(Image point grounding data)
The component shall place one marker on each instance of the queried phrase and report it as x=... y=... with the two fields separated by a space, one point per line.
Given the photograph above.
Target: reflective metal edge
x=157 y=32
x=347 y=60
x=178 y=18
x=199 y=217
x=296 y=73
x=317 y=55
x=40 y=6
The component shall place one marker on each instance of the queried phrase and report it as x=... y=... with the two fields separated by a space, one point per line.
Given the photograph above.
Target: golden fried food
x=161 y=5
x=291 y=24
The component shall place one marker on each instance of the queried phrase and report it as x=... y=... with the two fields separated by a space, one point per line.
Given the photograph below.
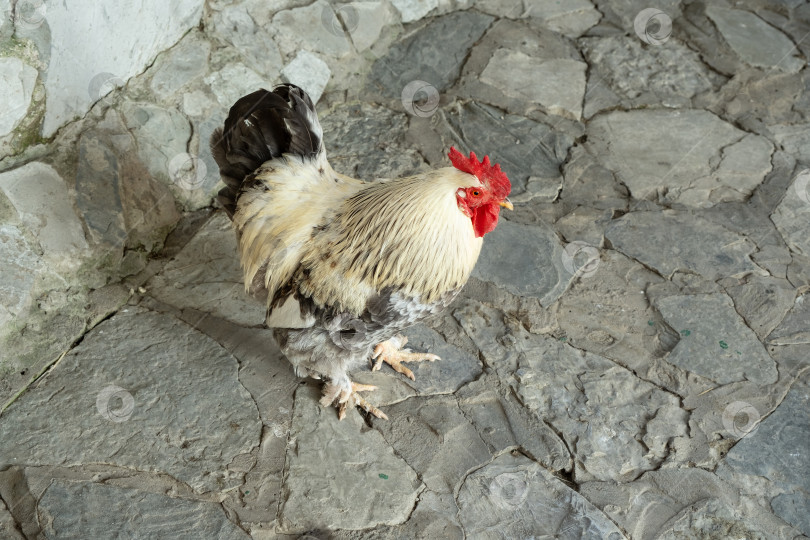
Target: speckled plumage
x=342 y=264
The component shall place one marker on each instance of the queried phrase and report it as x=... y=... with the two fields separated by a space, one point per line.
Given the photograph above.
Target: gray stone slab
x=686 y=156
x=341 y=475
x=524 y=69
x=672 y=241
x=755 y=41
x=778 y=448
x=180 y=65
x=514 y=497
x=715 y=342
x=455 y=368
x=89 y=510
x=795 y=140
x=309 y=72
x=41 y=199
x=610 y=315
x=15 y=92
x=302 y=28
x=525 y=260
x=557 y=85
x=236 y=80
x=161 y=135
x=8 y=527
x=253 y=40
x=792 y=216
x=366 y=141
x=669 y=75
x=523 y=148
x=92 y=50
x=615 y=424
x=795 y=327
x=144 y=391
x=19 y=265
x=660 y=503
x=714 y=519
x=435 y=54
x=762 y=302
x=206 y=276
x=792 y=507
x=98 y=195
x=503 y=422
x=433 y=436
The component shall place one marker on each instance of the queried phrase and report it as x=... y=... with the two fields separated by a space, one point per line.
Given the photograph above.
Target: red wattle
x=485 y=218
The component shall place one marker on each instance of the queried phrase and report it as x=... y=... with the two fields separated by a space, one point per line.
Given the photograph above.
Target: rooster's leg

> _Your task_:
A word-for-word copy of the entries above is needed, with every picture dropped.

> _Your solution_:
The component shall place one marker on each instance of the queried phrase and report it as x=... y=... with the two fields separated by a space, one point per line.
Given the photograph above.
Target: reflective metal edge
x=157 y=32
x=347 y=60
x=178 y=18
x=199 y=217
x=296 y=73
x=317 y=55
x=40 y=6
The component shall place one marker on each instance of the queried phrase and report it as x=... y=... with the two fields separated by a space, one point per line.
Given the photograph above.
Target: golden fried food
x=161 y=5
x=291 y=24
The component shall place one marker on each instance of the queried phrase and report it as x=... y=... with the two fields separated by a space, one point per line.
Given the photograph below.
Target: speckled plumage
x=342 y=264
The component shall place one marker on each instance of the queried phrase and report it as x=... y=... with the two fields separated by a space, one point per line.
Given the photograph above.
Target: gray stone slab
x=686 y=156
x=341 y=475
x=524 y=69
x=672 y=241
x=755 y=41
x=778 y=448
x=180 y=65
x=514 y=497
x=715 y=342
x=455 y=368
x=89 y=510
x=795 y=140
x=309 y=72
x=41 y=199
x=610 y=315
x=15 y=92
x=302 y=28
x=525 y=260
x=557 y=85
x=236 y=80
x=161 y=135
x=8 y=527
x=253 y=40
x=792 y=216
x=366 y=141
x=669 y=75
x=523 y=148
x=92 y=50
x=615 y=424
x=795 y=327
x=144 y=391
x=19 y=265
x=660 y=503
x=714 y=519
x=435 y=54
x=762 y=302
x=206 y=276
x=792 y=507
x=98 y=195
x=503 y=422
x=433 y=436
The component shall place one marker on each instance of the queried phrase and report it as x=... y=... with the two fields separated by a space, one point per line.
Given the photograph above.
Target: red wattle
x=485 y=218
The component shall place one marker on each instance of the queried phrase and report it as x=... y=... with the two fields separated by a space, one point per line.
Given the photograph above.
Target: rooster's leg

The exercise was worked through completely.